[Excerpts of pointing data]
────────────────────

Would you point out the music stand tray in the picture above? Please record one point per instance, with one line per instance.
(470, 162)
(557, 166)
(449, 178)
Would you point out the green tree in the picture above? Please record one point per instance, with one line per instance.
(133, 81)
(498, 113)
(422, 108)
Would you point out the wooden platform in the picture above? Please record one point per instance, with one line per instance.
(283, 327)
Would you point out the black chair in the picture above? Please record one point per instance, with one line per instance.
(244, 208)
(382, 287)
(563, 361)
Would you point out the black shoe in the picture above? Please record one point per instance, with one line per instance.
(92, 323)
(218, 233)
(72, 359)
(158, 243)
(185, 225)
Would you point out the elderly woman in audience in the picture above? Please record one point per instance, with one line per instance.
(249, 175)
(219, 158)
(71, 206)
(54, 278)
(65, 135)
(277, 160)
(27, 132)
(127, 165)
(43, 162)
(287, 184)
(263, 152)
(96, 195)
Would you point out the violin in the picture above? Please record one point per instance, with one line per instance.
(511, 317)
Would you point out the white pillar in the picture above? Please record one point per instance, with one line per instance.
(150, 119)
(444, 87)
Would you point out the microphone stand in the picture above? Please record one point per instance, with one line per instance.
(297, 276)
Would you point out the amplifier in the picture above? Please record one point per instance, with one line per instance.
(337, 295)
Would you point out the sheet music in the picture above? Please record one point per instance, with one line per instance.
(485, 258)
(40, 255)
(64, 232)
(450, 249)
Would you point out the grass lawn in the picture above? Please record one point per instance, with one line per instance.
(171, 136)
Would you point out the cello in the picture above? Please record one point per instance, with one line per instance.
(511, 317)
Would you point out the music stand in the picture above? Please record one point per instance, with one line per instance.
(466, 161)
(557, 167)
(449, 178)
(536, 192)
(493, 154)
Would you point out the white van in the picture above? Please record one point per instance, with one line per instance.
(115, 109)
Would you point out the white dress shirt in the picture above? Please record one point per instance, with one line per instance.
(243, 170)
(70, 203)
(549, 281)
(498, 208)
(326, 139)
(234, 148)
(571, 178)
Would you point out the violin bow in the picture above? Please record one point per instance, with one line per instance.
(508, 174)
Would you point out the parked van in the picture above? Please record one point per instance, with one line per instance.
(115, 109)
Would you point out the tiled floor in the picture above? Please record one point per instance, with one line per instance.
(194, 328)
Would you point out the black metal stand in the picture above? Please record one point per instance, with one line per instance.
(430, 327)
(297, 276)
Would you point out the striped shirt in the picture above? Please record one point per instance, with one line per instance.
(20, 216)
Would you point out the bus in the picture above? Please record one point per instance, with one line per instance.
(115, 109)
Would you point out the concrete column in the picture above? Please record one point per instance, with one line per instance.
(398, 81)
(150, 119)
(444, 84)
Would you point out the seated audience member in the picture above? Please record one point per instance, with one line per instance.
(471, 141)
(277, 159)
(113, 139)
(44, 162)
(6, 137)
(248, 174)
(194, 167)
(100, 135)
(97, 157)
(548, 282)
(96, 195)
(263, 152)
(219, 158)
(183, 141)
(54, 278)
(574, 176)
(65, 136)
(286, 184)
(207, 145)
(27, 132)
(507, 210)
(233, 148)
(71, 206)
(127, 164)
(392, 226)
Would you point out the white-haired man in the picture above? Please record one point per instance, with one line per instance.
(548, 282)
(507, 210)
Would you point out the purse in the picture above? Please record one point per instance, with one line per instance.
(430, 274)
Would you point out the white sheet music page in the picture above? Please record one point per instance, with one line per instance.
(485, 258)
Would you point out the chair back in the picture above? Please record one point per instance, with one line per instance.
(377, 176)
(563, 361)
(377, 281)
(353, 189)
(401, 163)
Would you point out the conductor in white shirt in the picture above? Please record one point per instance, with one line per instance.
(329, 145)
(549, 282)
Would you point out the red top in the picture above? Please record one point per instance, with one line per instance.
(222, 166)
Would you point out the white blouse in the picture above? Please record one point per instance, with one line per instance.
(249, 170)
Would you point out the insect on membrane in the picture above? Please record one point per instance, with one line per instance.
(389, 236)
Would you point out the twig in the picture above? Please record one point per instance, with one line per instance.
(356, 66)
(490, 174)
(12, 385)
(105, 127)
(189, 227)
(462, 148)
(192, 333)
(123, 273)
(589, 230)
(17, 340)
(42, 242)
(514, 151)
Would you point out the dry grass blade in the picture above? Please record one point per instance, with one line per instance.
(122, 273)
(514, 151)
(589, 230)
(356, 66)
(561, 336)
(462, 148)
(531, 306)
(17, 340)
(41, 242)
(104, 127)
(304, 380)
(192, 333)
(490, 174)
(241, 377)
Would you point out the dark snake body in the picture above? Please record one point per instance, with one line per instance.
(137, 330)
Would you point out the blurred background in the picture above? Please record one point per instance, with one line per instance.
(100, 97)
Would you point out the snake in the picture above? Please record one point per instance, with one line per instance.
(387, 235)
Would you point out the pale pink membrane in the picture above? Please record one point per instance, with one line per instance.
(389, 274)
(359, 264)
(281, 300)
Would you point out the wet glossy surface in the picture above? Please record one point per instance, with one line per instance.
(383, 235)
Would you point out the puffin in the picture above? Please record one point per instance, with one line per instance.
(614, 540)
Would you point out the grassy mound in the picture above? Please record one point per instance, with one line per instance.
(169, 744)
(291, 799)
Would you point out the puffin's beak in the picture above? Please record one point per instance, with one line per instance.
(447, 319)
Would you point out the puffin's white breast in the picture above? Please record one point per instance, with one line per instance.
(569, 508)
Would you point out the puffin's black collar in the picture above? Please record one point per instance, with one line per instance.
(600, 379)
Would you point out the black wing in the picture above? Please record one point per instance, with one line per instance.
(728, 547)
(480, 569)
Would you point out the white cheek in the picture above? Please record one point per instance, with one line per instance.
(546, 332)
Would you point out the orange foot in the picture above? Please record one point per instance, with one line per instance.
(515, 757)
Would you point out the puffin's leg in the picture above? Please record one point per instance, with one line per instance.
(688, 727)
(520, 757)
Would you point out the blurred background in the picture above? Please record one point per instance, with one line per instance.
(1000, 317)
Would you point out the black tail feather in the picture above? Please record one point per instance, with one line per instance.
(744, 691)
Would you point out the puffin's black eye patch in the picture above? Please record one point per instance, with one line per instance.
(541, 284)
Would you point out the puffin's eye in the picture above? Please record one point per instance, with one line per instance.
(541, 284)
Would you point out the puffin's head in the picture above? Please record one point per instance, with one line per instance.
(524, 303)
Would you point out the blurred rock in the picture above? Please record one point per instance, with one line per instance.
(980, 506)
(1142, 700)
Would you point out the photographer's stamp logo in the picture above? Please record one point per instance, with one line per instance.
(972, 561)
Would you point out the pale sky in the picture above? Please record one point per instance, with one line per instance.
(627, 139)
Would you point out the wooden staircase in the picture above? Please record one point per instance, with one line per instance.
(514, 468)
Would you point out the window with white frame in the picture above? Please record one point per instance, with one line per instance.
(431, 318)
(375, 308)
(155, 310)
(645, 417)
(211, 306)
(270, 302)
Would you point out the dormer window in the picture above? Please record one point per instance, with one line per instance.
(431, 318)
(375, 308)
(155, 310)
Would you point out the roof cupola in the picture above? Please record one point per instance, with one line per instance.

────────────────────

* Requirement
Make an exact copy of all the data.

* Solved problem
Would you point out the music stand tray in the picture above? Please record one point per instance, with one line per instance.
(470, 162)
(557, 166)
(449, 178)
Would you point out the green tree in the picture above? Please record one point per instance, with one line per instance.
(133, 81)
(498, 113)
(422, 108)
Would you point out the wooden platform in the picture above? Please record one point per instance, with one line per instance.
(283, 327)
Would you point out the black chair in the picture above? Please record one point per instance, with one line per instance.
(244, 208)
(382, 287)
(563, 361)
Would you point out the black shoe in the picture above? Please record one point per instance, with one line per instance.
(92, 323)
(218, 233)
(72, 359)
(158, 243)
(185, 225)
Would you point out the elderly woman in audience in the picture above? Please record one point per instance, with one line per instance.
(249, 175)
(219, 158)
(71, 206)
(54, 278)
(65, 135)
(277, 160)
(27, 132)
(127, 165)
(43, 162)
(287, 184)
(263, 152)
(96, 195)
Would you point out the violin in the picture above? Please record one point per instance, with one line per instance.
(511, 317)
Would you point out the white pillar in the picture above? Please record one point per instance, with one line per instance.
(150, 119)
(444, 87)
Would you point out the microphone stand in the picture above? Please record one point per instance, with one line per instance.
(297, 276)
Would you point out the amplifier in the picture above? Please record one point per instance, with one line per instance.
(337, 295)
Would you point out the sheet music in the picture above? Please record one point per instance, with one line per instance.
(485, 258)
(40, 255)
(64, 232)
(450, 249)
Would you point out the grass lawn in the picture above? Please record one point per instance, with one line per instance.
(171, 136)
Would you point out the cello in the picture above? Please record one point per instance, with one line per instance.
(511, 317)
Would you point out the music stand in the picture above? Please record one point per instance, with one line per instance.
(466, 161)
(557, 167)
(449, 178)
(536, 192)
(493, 154)
Would you point out the white van in the picture above? Please record one point per instance, with one line per instance.
(115, 109)
Would you point out the white dress shirt in the picture above? Please record one point per instance, with one line per instance.
(243, 170)
(70, 203)
(549, 281)
(498, 208)
(326, 139)
(234, 148)
(571, 178)
Would you point out the violin bow in the picture above? Please record one point per instance, with one line per instance.
(508, 174)
Would you point out the parked van in the picture above? Please record one point per instance, with one line per instance.
(115, 109)
Would you point out the tiled floor in the picture above? Please record one point per instance, with one line per instance.
(194, 328)
Would you point out the black metal stand in the picture above? Please record one point per instance, with one line per instance.
(430, 327)
(297, 276)
Would you point out the striped shirt in the picture above? Please record one point per instance, with one line per instance.
(20, 216)
Would you point out the bus in the picture above? Please record one point per instance, with one line per instance.
(115, 109)
Would you point out the concrete column in the picture above? Please record one point per instance, with one line per instance.
(398, 81)
(150, 119)
(444, 84)
Would you point out the seated audience member in the picture above? Please record one point per instance, with one line per instance.
(471, 141)
(277, 159)
(113, 139)
(44, 162)
(6, 137)
(248, 174)
(194, 167)
(100, 135)
(97, 157)
(548, 282)
(96, 195)
(263, 152)
(219, 158)
(183, 141)
(54, 278)
(574, 176)
(65, 136)
(286, 184)
(207, 145)
(27, 132)
(507, 210)
(233, 148)
(71, 206)
(127, 164)
(392, 226)
Would you point out the white-haired man in the picture above? Please record one point per instance, with one line per instance.
(548, 282)
(507, 210)
Would you point out the purse in the picture above? Please record one point per instance, with one line per instance.
(430, 274)
Would you point out the white sheet music page in the picture above? Please record one point per instance, with one line per instance.
(485, 258)
Would you point out the chair back in the picture above? Please record one point per instance, with one line per instance.
(377, 176)
(563, 361)
(377, 281)
(353, 189)
(401, 163)
Would you point out the conductor in white shirt in the picture above? Please record one point per instance, with one line per instance.
(329, 145)
(549, 282)
Would you point out the red top in the picture above? Please record one point per instance, with one line per instance.
(222, 166)
Would you point out the white blouse in the picture above? Please record one point per instance, with one line per instance.
(249, 170)
Would you point out the insect on membrane in the picture above? Please record one point per instance, with one line per instance.
(389, 236)
Would you point out the twig in the picture above? Please record one point per instance, with one line per instance.
(356, 66)
(490, 174)
(12, 385)
(105, 127)
(189, 227)
(462, 148)
(192, 333)
(123, 273)
(589, 230)
(17, 340)
(42, 242)
(514, 151)
Would you point out the dry grass blade in the picture above? Please record one point per instance, with one line per instance.
(122, 273)
(514, 151)
(589, 230)
(356, 66)
(561, 336)
(462, 148)
(531, 306)
(17, 340)
(41, 242)
(104, 127)
(304, 380)
(192, 333)
(490, 174)
(241, 377)
Would you point out the dark snake body in the picture above? Please record one point per instance, with one line per instance.
(137, 330)
Would you point out the blurred background in the picture above? Please record one point per instance, with one line per instance.
(100, 97)
Would you point out the snake in the picture above? Please record one point per instance, with one line per instance.
(387, 235)
Would you point out the pale pink membrane in the picture above? Please record one point per instance, with one line per instance.
(389, 274)
(359, 264)
(281, 300)
Would you point out the wet glossy surface in the picture above? Please record one point per instance, with one line per instance.
(383, 235)
Would you point out the puffin in the picture above? Please record one point per instance, with one line per instance.
(614, 540)
Would you point out the grassy mound in the picture above? Please record one point per instance, with one line per instance.
(169, 744)
(291, 799)
Would you point out the puffin's beak in the picture above? Please record one point per instance, with one line per instance.
(447, 319)
Would you point out the puffin's white breast in the picture above? Please record one point per instance, with one line per instance.
(569, 508)
Would you point out the puffin's black collar in the picture above? Please record one point per instance, with one line per instance.
(600, 379)
Would you point out the black wing in the picture above? Please record one point per instance, with one line per instance.
(728, 547)
(480, 569)
Would you point out the white cheek in the picture above? Please record one point per instance, with one line per instance.
(546, 332)
Would you point out the orange foot in the picture above? Please record one point per instance, with one line per instance.
(515, 757)
Would you point out the puffin's leg in the picture above? Please record one point per instance, with one line per instance.
(688, 727)
(520, 757)
Would you point out the blurred background in the picture above? Please record one point per instance, with one line per instance.
(1000, 317)
Would you point out the black tail feather in the picture above? Please record one point per instance, with one line per instance.
(744, 691)
Would you point out the puffin's black eye patch in the picture above? Please record one point per instance, with one line per instance.
(541, 284)
Would you point out the puffin's eye in the picture above? Please record one point per instance, with one line per instance.
(541, 284)
Would you point out the puffin's head in the picture above? Please record one point per instance, with one line per instance.
(524, 303)
Would you point out the blurred rock in the picture above? Please record one point per instance, with one line per instance.
(980, 506)
(1142, 700)
Would you point out the photographer's stamp logo in the picture above? Please record one point per instance, with one line per instance.
(972, 561)
Would you point out the pale sky in the picture above? Please record one point per instance, with one line per instance.
(627, 139)
Would you point out the wooden staircase in the picture above? Please record one point per instance, with one line per instance.
(514, 468)
Would you point out the window with white frame in the picture above? Please record one point per instance, with one line per instance.
(431, 318)
(375, 308)
(155, 310)
(645, 417)
(211, 306)
(270, 302)
Would you point out the dormer window in the picture above? Please record one point per instance, with one line per instance.
(431, 318)
(375, 308)
(155, 310)
Would you point out the roof cupola in the picture above? Please record one point per instance, with one line per instance.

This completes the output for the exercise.